## THE EXERCISE
Return each line of the material that contains the word "every", treating uppercase and lowercase letters as distinct.

## PROVIDED RECORDS
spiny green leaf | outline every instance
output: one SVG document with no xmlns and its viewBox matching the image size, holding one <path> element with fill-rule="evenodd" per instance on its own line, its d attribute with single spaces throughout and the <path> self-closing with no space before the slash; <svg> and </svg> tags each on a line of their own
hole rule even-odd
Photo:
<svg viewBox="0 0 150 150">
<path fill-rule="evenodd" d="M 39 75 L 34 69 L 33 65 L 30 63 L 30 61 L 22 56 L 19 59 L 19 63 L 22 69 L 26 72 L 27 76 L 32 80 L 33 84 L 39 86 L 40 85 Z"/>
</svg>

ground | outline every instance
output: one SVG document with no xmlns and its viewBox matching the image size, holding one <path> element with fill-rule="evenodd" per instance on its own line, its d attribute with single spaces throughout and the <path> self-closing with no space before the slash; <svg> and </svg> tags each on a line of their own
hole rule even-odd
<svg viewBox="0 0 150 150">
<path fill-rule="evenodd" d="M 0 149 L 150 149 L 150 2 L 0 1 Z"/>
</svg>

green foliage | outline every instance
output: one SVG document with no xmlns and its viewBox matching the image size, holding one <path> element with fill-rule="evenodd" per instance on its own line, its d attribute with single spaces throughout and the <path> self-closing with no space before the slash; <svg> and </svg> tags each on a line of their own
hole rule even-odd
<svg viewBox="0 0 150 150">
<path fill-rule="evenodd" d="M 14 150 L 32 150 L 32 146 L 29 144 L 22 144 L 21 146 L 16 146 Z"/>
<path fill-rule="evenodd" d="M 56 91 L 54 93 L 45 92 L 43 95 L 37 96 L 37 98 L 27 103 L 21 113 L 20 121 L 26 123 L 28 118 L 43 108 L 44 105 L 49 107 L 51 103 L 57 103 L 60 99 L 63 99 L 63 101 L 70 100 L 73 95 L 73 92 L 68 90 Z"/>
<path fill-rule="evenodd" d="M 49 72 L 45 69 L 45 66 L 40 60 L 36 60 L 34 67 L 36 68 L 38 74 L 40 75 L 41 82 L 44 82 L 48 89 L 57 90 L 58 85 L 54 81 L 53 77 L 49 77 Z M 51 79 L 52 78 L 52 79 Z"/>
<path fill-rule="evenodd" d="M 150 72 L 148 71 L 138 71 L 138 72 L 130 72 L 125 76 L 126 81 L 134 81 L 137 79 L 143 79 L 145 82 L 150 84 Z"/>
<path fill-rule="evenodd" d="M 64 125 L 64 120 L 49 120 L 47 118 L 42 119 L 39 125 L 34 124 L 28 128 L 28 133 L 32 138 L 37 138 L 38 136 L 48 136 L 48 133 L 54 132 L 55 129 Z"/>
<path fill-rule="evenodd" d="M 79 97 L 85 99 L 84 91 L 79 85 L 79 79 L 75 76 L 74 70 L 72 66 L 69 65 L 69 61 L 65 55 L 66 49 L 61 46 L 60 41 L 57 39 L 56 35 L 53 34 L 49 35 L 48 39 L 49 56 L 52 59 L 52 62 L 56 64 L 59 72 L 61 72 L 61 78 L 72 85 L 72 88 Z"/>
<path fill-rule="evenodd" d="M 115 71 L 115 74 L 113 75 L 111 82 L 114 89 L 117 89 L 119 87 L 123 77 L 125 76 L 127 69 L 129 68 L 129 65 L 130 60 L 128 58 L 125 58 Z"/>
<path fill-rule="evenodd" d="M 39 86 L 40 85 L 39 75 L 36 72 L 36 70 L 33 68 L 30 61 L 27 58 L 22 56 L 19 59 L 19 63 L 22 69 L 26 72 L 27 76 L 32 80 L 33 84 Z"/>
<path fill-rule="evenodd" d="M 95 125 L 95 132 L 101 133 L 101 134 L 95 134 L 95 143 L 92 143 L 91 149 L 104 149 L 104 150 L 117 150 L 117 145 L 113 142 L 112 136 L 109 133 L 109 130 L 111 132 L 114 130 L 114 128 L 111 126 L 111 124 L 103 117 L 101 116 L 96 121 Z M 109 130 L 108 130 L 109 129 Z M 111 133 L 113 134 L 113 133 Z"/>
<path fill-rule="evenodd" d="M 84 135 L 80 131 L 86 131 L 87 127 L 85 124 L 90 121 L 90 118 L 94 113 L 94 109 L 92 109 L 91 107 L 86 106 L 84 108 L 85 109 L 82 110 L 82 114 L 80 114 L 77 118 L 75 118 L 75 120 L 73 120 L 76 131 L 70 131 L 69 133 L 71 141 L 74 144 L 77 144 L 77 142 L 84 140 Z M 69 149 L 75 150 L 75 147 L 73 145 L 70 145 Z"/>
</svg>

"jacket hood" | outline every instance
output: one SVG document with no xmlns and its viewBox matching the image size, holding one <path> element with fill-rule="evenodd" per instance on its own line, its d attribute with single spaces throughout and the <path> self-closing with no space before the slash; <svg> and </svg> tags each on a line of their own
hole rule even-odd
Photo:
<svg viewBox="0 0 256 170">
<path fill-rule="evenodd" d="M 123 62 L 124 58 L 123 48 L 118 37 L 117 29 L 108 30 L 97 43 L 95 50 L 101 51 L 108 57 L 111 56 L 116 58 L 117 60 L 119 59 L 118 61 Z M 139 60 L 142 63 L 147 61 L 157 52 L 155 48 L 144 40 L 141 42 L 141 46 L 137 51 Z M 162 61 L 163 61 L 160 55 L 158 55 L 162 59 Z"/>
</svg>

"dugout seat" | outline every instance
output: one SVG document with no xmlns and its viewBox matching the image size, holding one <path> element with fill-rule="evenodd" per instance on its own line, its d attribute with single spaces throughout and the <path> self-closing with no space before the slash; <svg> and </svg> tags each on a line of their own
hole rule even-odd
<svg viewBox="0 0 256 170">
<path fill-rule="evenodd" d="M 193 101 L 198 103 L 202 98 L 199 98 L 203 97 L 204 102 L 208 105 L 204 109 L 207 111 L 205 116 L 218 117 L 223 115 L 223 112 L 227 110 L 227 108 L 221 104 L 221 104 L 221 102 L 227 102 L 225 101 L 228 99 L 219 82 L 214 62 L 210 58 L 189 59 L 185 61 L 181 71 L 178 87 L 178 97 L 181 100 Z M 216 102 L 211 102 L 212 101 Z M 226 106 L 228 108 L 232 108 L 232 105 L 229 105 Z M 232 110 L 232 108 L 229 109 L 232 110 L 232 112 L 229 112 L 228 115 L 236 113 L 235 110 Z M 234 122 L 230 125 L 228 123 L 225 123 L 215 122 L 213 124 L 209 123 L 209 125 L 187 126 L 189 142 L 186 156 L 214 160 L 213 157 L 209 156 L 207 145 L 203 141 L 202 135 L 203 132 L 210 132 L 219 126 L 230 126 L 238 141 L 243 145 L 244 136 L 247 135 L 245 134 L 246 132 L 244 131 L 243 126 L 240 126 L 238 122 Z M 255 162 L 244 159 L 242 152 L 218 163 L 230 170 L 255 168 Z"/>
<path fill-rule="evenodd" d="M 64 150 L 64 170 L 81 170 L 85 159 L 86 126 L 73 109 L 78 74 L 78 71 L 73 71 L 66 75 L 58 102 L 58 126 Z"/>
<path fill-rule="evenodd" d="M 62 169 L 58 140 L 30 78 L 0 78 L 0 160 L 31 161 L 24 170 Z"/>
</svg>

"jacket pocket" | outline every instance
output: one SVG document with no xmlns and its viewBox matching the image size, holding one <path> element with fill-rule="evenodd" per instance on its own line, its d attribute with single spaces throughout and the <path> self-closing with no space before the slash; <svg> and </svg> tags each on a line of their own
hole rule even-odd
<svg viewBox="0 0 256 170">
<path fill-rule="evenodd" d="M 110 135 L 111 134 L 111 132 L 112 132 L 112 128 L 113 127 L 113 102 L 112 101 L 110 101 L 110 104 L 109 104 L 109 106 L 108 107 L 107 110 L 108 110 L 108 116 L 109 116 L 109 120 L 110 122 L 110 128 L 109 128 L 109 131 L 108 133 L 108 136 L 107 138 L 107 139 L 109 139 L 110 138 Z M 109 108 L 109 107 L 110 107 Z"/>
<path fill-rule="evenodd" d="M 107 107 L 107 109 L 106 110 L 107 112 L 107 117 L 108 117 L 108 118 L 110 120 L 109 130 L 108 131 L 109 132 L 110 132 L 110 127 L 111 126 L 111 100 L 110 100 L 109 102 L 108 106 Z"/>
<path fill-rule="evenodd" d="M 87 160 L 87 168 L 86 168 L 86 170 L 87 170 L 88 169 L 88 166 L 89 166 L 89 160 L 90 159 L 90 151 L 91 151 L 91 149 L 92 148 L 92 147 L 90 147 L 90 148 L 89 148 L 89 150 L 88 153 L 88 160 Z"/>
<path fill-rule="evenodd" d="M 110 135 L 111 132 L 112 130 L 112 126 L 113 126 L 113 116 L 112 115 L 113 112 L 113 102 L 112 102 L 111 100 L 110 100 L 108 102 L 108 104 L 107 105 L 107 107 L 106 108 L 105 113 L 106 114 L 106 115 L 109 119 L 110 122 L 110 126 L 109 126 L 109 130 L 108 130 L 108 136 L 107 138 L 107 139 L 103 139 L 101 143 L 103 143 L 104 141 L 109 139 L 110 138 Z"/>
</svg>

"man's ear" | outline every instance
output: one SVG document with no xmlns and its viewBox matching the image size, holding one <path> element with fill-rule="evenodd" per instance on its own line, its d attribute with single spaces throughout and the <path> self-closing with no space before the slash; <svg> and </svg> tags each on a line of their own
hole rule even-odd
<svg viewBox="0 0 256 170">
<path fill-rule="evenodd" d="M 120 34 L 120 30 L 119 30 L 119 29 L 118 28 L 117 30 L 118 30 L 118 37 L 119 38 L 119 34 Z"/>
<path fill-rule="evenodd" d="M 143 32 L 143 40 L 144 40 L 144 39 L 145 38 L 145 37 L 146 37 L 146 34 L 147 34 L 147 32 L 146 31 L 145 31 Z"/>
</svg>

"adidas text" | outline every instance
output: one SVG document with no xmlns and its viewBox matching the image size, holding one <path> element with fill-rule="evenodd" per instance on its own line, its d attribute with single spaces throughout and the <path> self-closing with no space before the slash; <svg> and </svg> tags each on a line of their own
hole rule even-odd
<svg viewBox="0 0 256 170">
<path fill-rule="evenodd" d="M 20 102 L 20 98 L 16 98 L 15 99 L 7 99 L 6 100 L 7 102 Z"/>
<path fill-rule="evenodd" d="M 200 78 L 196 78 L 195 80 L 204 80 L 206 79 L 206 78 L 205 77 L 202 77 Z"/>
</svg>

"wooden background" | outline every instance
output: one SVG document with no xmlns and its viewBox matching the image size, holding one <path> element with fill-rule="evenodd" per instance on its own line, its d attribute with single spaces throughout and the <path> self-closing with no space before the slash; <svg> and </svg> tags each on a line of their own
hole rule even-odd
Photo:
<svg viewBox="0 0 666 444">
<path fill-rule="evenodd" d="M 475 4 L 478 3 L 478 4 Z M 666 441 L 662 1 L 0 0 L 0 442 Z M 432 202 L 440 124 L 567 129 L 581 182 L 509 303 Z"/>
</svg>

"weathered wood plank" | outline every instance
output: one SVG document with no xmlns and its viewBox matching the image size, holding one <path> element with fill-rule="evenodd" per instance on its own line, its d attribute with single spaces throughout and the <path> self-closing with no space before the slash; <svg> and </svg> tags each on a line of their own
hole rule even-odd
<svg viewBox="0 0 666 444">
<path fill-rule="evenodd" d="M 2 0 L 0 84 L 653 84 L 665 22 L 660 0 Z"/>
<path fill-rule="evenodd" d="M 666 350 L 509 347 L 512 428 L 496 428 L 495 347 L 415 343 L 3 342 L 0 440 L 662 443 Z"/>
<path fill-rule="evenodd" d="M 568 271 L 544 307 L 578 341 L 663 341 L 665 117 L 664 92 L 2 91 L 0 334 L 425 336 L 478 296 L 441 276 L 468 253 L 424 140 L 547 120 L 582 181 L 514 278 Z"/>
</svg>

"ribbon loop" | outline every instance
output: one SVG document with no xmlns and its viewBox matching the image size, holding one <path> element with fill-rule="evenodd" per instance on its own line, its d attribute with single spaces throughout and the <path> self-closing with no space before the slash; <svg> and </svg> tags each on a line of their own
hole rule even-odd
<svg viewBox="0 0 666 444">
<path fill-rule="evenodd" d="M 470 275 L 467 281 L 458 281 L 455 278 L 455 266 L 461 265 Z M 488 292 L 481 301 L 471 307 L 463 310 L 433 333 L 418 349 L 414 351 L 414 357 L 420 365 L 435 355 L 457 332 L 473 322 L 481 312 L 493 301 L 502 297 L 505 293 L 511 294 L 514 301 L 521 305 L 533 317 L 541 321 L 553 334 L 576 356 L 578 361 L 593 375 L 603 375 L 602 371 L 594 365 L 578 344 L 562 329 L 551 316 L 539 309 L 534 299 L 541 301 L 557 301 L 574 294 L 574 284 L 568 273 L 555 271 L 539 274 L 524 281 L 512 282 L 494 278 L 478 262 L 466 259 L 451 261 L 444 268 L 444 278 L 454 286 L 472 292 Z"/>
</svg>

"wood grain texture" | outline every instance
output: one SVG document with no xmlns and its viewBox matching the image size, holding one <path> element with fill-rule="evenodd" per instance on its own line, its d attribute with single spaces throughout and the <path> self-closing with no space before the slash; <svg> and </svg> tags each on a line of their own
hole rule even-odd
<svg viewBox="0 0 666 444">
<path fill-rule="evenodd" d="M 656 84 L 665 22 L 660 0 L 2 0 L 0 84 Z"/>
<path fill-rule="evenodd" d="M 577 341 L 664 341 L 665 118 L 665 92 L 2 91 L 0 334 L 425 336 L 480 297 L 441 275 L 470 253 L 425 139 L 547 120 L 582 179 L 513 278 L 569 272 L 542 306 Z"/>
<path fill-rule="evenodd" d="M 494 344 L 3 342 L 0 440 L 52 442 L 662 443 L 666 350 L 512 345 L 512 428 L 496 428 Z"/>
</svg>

## THE SOLUTION
spiny green leaf | outline every instance
ground | outline every instance
green foliage | outline every instance
"jacket hood" | outline every instance
"dugout seat" | outline every instance
"jacket pocket" | outline every instance
"man's ear" | outline every instance
"adidas text" | outline every instance
"wooden background" | outline every instance
"weathered wood plank" | outline every instance
"ribbon loop" | outline every instance
"wood grain texture" | outline every instance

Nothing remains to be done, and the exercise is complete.